» **Exercise task**: How many lines in the material below contain the string "neighboring"? Case matters. Reply with only the number.
────
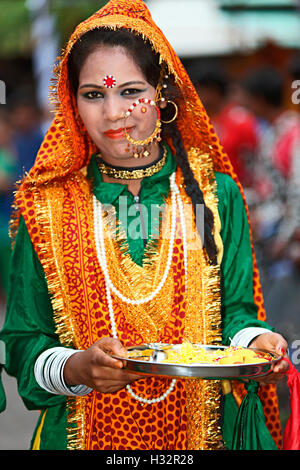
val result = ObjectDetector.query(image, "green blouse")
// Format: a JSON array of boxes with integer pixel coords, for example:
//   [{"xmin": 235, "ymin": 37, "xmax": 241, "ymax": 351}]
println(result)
[{"xmin": 0, "ymin": 147, "xmax": 271, "ymax": 449}]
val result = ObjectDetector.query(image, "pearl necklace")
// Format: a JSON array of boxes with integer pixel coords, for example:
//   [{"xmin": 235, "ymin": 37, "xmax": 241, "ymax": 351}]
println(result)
[{"xmin": 93, "ymin": 173, "xmax": 187, "ymax": 404}]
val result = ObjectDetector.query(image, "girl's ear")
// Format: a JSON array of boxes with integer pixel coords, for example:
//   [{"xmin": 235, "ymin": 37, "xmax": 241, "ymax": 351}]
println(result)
[{"xmin": 158, "ymin": 100, "xmax": 168, "ymax": 109}]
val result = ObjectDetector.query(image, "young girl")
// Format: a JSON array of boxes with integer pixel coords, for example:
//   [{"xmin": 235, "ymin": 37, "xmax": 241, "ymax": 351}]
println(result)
[{"xmin": 1, "ymin": 0, "xmax": 287, "ymax": 450}]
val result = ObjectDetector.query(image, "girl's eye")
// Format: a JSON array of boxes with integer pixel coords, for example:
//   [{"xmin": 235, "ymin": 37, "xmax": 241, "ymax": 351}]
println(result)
[
  {"xmin": 83, "ymin": 91, "xmax": 103, "ymax": 100},
  {"xmin": 121, "ymin": 88, "xmax": 145, "ymax": 96}
]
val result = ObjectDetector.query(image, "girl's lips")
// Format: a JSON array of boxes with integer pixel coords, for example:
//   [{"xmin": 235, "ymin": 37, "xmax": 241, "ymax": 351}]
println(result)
[{"xmin": 104, "ymin": 127, "xmax": 132, "ymax": 140}]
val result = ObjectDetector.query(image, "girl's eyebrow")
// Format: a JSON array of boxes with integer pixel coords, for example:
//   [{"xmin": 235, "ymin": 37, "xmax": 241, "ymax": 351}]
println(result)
[{"xmin": 79, "ymin": 81, "xmax": 146, "ymax": 90}]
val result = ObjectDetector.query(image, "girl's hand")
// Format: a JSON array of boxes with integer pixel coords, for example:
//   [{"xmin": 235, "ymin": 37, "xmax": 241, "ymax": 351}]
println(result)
[
  {"xmin": 64, "ymin": 338, "xmax": 141, "ymax": 393},
  {"xmin": 249, "ymin": 332, "xmax": 289, "ymax": 384}
]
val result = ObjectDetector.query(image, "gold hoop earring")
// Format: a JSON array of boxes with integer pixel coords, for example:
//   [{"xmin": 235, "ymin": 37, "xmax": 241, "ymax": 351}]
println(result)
[{"xmin": 161, "ymin": 101, "xmax": 178, "ymax": 124}]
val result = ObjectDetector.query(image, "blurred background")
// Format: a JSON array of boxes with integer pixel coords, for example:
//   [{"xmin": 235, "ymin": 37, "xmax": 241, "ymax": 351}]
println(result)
[{"xmin": 0, "ymin": 0, "xmax": 300, "ymax": 450}]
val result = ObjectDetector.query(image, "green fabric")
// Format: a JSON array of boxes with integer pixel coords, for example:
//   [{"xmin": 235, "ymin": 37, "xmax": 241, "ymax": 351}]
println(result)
[
  {"xmin": 232, "ymin": 381, "xmax": 278, "ymax": 450},
  {"xmin": 0, "ymin": 364, "xmax": 6, "ymax": 413},
  {"xmin": 222, "ymin": 392, "xmax": 238, "ymax": 450},
  {"xmin": 0, "ymin": 152, "xmax": 270, "ymax": 449},
  {"xmin": 88, "ymin": 145, "xmax": 176, "ymax": 266}
]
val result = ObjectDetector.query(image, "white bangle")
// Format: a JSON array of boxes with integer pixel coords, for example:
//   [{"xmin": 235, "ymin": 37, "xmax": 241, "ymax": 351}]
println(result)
[{"xmin": 34, "ymin": 347, "xmax": 92, "ymax": 396}]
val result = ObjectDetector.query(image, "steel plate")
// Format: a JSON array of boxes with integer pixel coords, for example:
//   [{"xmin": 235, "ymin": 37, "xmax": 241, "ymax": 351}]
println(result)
[{"xmin": 112, "ymin": 343, "xmax": 281, "ymax": 380}]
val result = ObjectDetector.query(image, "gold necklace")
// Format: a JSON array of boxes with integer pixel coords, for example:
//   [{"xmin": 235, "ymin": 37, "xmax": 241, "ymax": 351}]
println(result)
[{"xmin": 98, "ymin": 147, "xmax": 167, "ymax": 180}]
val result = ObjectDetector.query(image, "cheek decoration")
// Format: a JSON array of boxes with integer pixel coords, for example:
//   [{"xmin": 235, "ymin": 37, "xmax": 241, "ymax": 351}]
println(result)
[{"xmin": 103, "ymin": 75, "xmax": 117, "ymax": 88}]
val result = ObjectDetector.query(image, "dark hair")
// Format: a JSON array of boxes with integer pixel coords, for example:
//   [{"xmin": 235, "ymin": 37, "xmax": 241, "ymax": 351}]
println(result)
[
  {"xmin": 242, "ymin": 67, "xmax": 284, "ymax": 107},
  {"xmin": 68, "ymin": 29, "xmax": 217, "ymax": 264}
]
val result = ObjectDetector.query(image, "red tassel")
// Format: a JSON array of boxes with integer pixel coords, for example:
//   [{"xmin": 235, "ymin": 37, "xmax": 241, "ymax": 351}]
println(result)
[{"xmin": 283, "ymin": 358, "xmax": 300, "ymax": 450}]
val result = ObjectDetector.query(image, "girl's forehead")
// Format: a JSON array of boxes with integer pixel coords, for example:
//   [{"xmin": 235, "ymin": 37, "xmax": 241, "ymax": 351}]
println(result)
[{"xmin": 80, "ymin": 46, "xmax": 144, "ymax": 81}]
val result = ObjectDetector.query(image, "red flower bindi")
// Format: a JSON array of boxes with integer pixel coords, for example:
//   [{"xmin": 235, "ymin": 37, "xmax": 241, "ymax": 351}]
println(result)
[{"xmin": 103, "ymin": 75, "xmax": 117, "ymax": 88}]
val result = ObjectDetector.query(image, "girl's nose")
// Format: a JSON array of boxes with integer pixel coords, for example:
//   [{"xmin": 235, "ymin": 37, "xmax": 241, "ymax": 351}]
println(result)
[{"xmin": 104, "ymin": 96, "xmax": 125, "ymax": 122}]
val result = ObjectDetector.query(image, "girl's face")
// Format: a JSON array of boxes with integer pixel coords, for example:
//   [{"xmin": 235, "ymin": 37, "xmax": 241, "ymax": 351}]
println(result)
[{"xmin": 77, "ymin": 46, "xmax": 159, "ymax": 166}]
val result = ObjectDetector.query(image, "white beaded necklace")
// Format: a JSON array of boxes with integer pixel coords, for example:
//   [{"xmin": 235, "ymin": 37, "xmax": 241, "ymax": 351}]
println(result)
[{"xmin": 93, "ymin": 172, "xmax": 187, "ymax": 404}]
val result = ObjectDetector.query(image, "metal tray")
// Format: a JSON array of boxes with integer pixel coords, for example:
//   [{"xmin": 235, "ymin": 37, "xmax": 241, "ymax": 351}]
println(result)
[{"xmin": 112, "ymin": 343, "xmax": 281, "ymax": 380}]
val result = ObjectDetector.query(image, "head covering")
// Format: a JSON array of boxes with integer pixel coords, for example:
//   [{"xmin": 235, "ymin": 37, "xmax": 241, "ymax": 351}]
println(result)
[
  {"xmin": 11, "ymin": 0, "xmax": 265, "ymax": 320},
  {"xmin": 13, "ymin": 0, "xmax": 282, "ymax": 448}
]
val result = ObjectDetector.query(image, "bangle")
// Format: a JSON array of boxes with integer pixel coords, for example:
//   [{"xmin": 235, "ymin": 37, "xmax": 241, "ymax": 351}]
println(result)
[{"xmin": 34, "ymin": 347, "xmax": 92, "ymax": 396}]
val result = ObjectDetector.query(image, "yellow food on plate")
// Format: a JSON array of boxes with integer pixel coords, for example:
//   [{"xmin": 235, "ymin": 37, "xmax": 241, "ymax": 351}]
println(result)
[{"xmin": 161, "ymin": 343, "xmax": 273, "ymax": 365}]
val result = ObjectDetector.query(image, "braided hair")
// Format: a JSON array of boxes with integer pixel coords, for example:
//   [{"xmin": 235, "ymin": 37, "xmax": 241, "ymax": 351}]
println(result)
[{"xmin": 68, "ymin": 28, "xmax": 217, "ymax": 264}]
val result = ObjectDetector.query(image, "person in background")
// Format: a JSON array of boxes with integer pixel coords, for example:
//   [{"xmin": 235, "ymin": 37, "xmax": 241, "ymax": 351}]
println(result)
[
  {"xmin": 243, "ymin": 67, "xmax": 300, "ymax": 280},
  {"xmin": 190, "ymin": 63, "xmax": 257, "ymax": 191},
  {"xmin": 8, "ymin": 88, "xmax": 44, "ymax": 182}
]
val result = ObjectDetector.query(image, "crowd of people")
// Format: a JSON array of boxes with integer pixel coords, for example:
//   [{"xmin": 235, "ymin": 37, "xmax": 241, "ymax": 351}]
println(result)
[
  {"xmin": 191, "ymin": 55, "xmax": 300, "ymax": 308},
  {"xmin": 0, "ymin": 55, "xmax": 300, "ymax": 326}
]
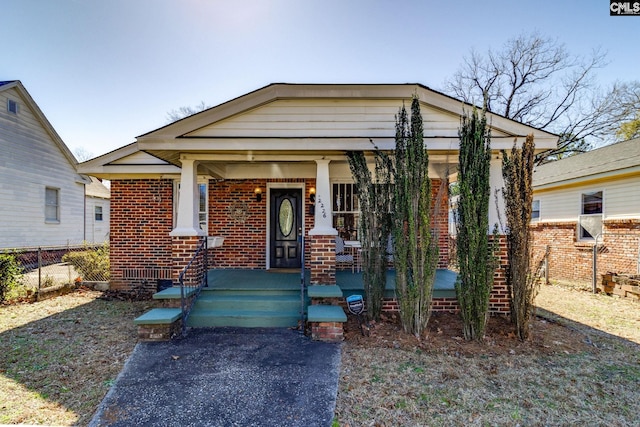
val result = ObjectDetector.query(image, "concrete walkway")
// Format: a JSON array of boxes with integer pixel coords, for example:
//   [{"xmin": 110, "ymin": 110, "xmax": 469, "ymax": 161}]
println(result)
[{"xmin": 89, "ymin": 328, "xmax": 340, "ymax": 426}]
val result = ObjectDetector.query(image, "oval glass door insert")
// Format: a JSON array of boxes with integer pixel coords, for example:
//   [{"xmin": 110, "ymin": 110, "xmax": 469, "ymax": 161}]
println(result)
[{"xmin": 278, "ymin": 199, "xmax": 293, "ymax": 237}]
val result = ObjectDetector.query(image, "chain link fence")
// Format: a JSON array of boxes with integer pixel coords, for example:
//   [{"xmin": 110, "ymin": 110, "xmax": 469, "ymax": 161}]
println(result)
[
  {"xmin": 0, "ymin": 242, "xmax": 109, "ymax": 300},
  {"xmin": 534, "ymin": 232, "xmax": 640, "ymax": 292}
]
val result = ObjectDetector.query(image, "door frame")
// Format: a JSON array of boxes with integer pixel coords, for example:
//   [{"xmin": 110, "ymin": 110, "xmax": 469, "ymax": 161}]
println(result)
[{"xmin": 265, "ymin": 182, "xmax": 307, "ymax": 270}]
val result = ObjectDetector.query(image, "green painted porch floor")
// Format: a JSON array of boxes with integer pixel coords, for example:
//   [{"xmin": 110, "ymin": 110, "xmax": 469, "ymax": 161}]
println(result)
[
  {"xmin": 187, "ymin": 269, "xmax": 457, "ymax": 328},
  {"xmin": 208, "ymin": 269, "xmax": 458, "ymax": 298}
]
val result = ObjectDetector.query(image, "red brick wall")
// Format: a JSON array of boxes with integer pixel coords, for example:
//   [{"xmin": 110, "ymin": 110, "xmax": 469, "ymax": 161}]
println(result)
[
  {"xmin": 208, "ymin": 179, "xmax": 315, "ymax": 269},
  {"xmin": 171, "ymin": 236, "xmax": 205, "ymax": 287},
  {"xmin": 308, "ymin": 236, "xmax": 336, "ymax": 285},
  {"xmin": 382, "ymin": 236, "xmax": 511, "ymax": 314},
  {"xmin": 110, "ymin": 179, "xmax": 173, "ymax": 290},
  {"xmin": 431, "ymin": 179, "xmax": 449, "ymax": 268},
  {"xmin": 531, "ymin": 219, "xmax": 640, "ymax": 283},
  {"xmin": 489, "ymin": 235, "xmax": 511, "ymax": 314}
]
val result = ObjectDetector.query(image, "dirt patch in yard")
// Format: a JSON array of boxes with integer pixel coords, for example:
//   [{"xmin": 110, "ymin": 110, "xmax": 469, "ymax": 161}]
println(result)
[
  {"xmin": 334, "ymin": 286, "xmax": 640, "ymax": 427},
  {"xmin": 345, "ymin": 313, "xmax": 589, "ymax": 357}
]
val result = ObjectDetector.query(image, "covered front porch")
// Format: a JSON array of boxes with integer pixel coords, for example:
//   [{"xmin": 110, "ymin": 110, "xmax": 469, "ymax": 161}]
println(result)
[{"xmin": 180, "ymin": 269, "xmax": 457, "ymax": 327}]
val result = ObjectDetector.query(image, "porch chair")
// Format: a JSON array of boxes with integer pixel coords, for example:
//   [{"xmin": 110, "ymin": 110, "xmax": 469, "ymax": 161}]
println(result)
[
  {"xmin": 387, "ymin": 235, "xmax": 393, "ymax": 264},
  {"xmin": 336, "ymin": 236, "xmax": 355, "ymax": 273}
]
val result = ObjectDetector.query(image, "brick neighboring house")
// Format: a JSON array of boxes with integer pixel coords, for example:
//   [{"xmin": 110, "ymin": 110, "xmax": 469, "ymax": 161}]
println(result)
[
  {"xmin": 79, "ymin": 84, "xmax": 557, "ymax": 318},
  {"xmin": 531, "ymin": 138, "xmax": 640, "ymax": 282}
]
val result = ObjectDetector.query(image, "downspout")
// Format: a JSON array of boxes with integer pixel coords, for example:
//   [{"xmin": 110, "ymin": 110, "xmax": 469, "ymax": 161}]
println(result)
[{"xmin": 591, "ymin": 233, "xmax": 602, "ymax": 294}]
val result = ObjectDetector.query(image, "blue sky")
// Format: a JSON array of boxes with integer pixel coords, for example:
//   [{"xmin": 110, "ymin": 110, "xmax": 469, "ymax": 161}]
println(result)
[{"xmin": 0, "ymin": 0, "xmax": 640, "ymax": 155}]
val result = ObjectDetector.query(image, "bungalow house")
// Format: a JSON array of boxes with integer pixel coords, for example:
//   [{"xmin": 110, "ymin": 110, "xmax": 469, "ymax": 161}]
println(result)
[
  {"xmin": 79, "ymin": 84, "xmax": 557, "ymax": 338},
  {"xmin": 0, "ymin": 80, "xmax": 91, "ymax": 249},
  {"xmin": 531, "ymin": 138, "xmax": 640, "ymax": 282}
]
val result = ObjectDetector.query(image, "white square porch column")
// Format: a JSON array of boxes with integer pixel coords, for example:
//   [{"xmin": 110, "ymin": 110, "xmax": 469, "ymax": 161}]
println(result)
[
  {"xmin": 169, "ymin": 159, "xmax": 206, "ymax": 236},
  {"xmin": 309, "ymin": 160, "xmax": 338, "ymax": 236}
]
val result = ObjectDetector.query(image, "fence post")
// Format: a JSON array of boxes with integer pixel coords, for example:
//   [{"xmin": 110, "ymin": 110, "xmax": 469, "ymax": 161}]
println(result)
[
  {"xmin": 38, "ymin": 247, "xmax": 42, "ymax": 291},
  {"xmin": 591, "ymin": 234, "xmax": 600, "ymax": 294}
]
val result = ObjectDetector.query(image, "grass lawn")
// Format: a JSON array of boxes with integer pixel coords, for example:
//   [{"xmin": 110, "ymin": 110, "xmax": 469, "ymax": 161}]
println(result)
[
  {"xmin": 0, "ymin": 286, "xmax": 640, "ymax": 427},
  {"xmin": 0, "ymin": 291, "xmax": 149, "ymax": 425},
  {"xmin": 334, "ymin": 286, "xmax": 640, "ymax": 427}
]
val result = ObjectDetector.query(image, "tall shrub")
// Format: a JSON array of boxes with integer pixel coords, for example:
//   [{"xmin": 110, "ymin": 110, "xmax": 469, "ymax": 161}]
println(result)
[
  {"xmin": 0, "ymin": 254, "xmax": 23, "ymax": 302},
  {"xmin": 62, "ymin": 243, "xmax": 109, "ymax": 281},
  {"xmin": 502, "ymin": 135, "xmax": 538, "ymax": 340},
  {"xmin": 347, "ymin": 147, "xmax": 392, "ymax": 320},
  {"xmin": 455, "ymin": 108, "xmax": 495, "ymax": 340},
  {"xmin": 393, "ymin": 96, "xmax": 438, "ymax": 336}
]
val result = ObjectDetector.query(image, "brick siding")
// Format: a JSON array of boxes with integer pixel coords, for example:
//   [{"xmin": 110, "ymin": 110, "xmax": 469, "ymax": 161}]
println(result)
[
  {"xmin": 110, "ymin": 179, "xmax": 173, "ymax": 291},
  {"xmin": 531, "ymin": 219, "xmax": 640, "ymax": 283}
]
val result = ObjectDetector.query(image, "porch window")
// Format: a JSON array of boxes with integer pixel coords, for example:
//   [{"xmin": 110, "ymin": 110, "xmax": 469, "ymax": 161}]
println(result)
[
  {"xmin": 198, "ymin": 184, "xmax": 209, "ymax": 233},
  {"xmin": 531, "ymin": 200, "xmax": 540, "ymax": 221},
  {"xmin": 331, "ymin": 183, "xmax": 360, "ymax": 240},
  {"xmin": 578, "ymin": 191, "xmax": 603, "ymax": 240},
  {"xmin": 173, "ymin": 181, "xmax": 209, "ymax": 233},
  {"xmin": 44, "ymin": 187, "xmax": 60, "ymax": 223}
]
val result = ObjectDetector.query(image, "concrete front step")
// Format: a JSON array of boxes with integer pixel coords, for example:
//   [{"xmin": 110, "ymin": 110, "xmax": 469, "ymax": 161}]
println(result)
[
  {"xmin": 194, "ymin": 292, "xmax": 300, "ymax": 311},
  {"xmin": 187, "ymin": 286, "xmax": 306, "ymax": 328},
  {"xmin": 187, "ymin": 309, "xmax": 300, "ymax": 328}
]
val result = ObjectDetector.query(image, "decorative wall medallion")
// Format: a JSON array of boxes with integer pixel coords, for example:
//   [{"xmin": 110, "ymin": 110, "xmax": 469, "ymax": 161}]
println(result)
[{"xmin": 227, "ymin": 202, "xmax": 249, "ymax": 223}]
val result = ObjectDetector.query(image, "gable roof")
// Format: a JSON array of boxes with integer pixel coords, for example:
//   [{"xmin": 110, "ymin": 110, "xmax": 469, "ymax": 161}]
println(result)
[
  {"xmin": 78, "ymin": 83, "xmax": 558, "ymax": 179},
  {"xmin": 0, "ymin": 80, "xmax": 80, "ymax": 169},
  {"xmin": 84, "ymin": 176, "xmax": 111, "ymax": 199},
  {"xmin": 137, "ymin": 83, "xmax": 557, "ymax": 150},
  {"xmin": 533, "ymin": 138, "xmax": 640, "ymax": 187}
]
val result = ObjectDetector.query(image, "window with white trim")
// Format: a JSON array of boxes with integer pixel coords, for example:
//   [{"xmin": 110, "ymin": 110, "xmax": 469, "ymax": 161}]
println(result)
[
  {"xmin": 173, "ymin": 181, "xmax": 209, "ymax": 233},
  {"xmin": 44, "ymin": 187, "xmax": 60, "ymax": 222},
  {"xmin": 578, "ymin": 191, "xmax": 603, "ymax": 240},
  {"xmin": 331, "ymin": 182, "xmax": 360, "ymax": 240},
  {"xmin": 198, "ymin": 184, "xmax": 209, "ymax": 234},
  {"xmin": 531, "ymin": 200, "xmax": 540, "ymax": 221}
]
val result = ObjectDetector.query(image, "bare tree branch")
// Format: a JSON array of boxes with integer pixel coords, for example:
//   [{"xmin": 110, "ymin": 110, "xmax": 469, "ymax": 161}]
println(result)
[{"xmin": 445, "ymin": 32, "xmax": 640, "ymax": 162}]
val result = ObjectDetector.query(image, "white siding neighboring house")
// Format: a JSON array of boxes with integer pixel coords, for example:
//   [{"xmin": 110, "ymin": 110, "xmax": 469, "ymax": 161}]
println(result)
[
  {"xmin": 85, "ymin": 177, "xmax": 111, "ymax": 243},
  {"xmin": 0, "ymin": 80, "xmax": 90, "ymax": 249},
  {"xmin": 531, "ymin": 138, "xmax": 640, "ymax": 281}
]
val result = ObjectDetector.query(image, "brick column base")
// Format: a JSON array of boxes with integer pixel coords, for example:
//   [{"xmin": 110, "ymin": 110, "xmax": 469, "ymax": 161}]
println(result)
[
  {"xmin": 309, "ymin": 235, "xmax": 336, "ymax": 285},
  {"xmin": 138, "ymin": 319, "xmax": 182, "ymax": 341},
  {"xmin": 311, "ymin": 322, "xmax": 344, "ymax": 342},
  {"xmin": 171, "ymin": 236, "xmax": 206, "ymax": 286}
]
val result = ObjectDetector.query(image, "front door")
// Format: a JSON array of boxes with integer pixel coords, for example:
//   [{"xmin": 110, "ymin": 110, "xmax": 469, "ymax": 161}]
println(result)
[{"xmin": 269, "ymin": 188, "xmax": 302, "ymax": 268}]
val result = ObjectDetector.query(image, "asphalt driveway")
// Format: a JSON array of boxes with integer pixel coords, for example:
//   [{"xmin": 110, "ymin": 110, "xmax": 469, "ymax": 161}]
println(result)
[{"xmin": 90, "ymin": 328, "xmax": 340, "ymax": 426}]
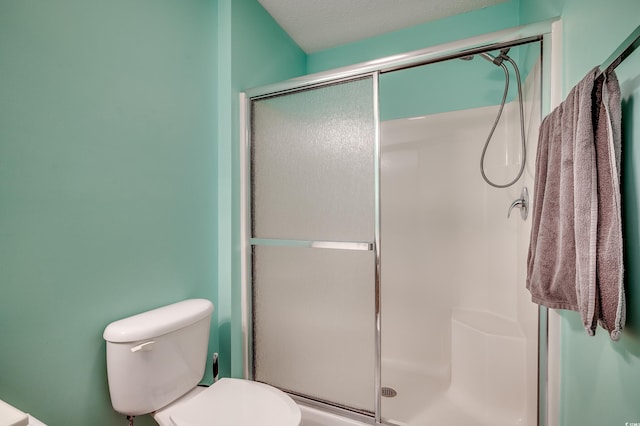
────
» **Answer to the task**: 2